→ **TASK TO COMPLETE**:
If a line in the data below includes the string "bird", please return a copy of it.

--------------------

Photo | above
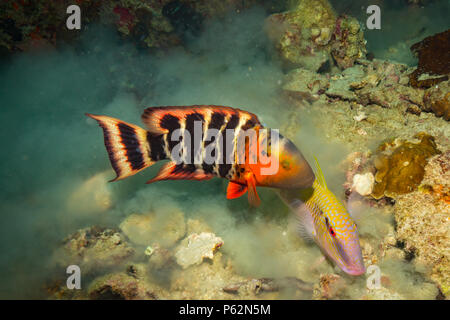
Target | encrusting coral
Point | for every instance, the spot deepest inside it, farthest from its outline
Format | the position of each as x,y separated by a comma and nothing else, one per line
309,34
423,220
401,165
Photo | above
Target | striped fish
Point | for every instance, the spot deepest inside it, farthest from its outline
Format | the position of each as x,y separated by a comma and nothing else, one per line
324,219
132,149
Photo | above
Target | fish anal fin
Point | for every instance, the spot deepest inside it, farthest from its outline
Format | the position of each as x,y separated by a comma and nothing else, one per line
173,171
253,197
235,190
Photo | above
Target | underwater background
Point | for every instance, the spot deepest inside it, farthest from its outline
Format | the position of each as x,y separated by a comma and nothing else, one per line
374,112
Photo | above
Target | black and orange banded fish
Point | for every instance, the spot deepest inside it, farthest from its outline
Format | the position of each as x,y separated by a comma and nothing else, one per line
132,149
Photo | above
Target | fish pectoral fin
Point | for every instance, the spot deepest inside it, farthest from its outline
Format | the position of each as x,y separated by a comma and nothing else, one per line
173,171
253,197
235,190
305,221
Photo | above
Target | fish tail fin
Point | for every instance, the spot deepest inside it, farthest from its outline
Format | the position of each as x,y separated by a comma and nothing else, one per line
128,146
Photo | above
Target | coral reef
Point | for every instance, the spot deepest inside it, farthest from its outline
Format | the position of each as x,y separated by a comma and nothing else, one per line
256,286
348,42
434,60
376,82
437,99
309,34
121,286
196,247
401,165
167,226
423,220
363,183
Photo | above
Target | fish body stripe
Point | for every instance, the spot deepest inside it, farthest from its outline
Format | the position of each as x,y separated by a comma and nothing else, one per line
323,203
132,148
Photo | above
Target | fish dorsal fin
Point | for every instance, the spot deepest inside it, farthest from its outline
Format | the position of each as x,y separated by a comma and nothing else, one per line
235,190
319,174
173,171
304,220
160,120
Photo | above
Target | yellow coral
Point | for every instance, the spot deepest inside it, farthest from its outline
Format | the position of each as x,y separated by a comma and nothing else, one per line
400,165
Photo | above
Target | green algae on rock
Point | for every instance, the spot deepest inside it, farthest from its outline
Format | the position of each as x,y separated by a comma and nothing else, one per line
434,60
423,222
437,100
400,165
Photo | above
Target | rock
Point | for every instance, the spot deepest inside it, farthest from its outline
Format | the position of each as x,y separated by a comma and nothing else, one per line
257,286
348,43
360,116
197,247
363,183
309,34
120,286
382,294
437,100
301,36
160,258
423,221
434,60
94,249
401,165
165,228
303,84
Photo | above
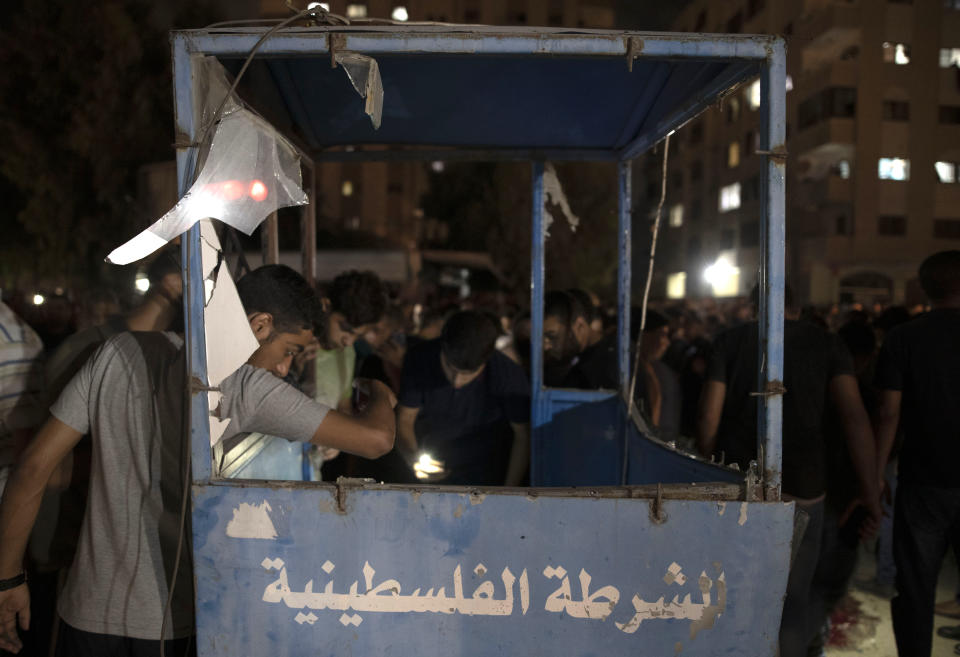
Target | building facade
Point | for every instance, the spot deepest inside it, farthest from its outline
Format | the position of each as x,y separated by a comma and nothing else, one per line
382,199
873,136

--------------------

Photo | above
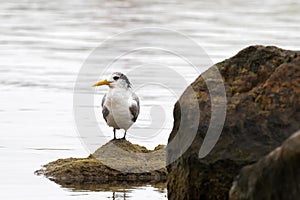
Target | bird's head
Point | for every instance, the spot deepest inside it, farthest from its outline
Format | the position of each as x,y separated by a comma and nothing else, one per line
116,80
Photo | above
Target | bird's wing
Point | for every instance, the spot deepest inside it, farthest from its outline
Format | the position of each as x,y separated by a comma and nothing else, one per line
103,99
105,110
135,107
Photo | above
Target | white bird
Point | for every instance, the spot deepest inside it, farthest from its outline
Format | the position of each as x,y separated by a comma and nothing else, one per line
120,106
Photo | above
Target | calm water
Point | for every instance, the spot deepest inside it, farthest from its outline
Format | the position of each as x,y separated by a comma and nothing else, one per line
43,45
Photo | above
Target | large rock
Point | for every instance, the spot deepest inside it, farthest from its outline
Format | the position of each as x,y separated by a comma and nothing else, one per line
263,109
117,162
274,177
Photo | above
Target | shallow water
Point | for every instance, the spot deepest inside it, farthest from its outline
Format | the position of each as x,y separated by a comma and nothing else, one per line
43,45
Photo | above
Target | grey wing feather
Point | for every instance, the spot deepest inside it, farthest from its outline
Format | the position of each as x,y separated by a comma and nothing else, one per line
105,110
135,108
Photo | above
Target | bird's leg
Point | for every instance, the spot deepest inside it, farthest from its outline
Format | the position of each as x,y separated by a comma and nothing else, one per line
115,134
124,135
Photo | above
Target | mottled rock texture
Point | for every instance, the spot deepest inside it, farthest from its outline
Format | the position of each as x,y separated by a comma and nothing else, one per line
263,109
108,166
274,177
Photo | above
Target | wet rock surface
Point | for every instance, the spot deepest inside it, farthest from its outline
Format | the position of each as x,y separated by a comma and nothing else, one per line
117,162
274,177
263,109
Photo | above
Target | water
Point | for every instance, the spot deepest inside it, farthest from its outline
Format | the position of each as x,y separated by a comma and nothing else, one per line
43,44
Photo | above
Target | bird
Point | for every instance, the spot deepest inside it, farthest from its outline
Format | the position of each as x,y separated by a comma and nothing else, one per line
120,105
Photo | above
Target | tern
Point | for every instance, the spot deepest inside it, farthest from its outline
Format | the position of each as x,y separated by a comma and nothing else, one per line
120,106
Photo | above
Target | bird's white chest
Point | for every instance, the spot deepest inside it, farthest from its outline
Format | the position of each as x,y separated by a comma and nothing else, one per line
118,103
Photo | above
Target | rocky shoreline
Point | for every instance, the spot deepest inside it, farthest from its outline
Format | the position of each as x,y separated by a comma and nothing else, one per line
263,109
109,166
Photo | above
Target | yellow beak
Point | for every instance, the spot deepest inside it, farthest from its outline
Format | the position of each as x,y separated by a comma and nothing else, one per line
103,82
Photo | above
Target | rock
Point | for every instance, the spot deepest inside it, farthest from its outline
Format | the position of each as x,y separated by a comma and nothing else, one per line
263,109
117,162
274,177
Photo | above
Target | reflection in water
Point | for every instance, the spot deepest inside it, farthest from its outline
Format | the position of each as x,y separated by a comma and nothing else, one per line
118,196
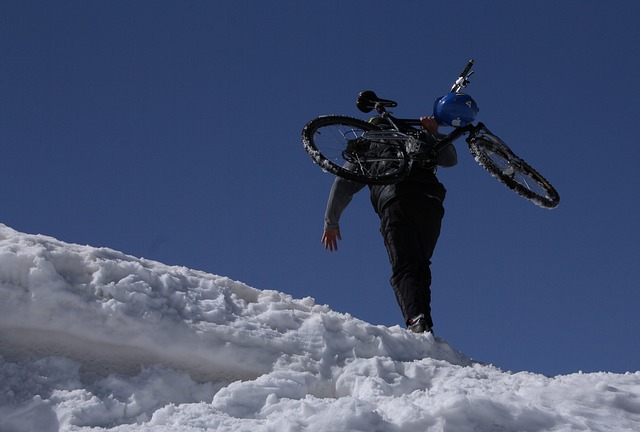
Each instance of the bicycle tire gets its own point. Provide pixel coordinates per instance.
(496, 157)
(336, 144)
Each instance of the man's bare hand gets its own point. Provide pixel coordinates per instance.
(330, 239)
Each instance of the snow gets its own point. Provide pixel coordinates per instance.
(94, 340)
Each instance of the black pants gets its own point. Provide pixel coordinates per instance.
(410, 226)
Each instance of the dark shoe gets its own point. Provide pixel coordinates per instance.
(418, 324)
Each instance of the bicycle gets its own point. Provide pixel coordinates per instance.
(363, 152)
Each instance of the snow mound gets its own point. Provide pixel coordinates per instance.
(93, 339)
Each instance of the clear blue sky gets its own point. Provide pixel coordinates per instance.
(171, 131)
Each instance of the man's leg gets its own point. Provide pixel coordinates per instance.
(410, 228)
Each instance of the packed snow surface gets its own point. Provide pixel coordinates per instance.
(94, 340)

--------------------

→ **YOUR RESPONSE**:
Target | bird's head
Target | bird's wing
Target | white bird
Target | bird's leg
Target | bird
Target | bird's white chest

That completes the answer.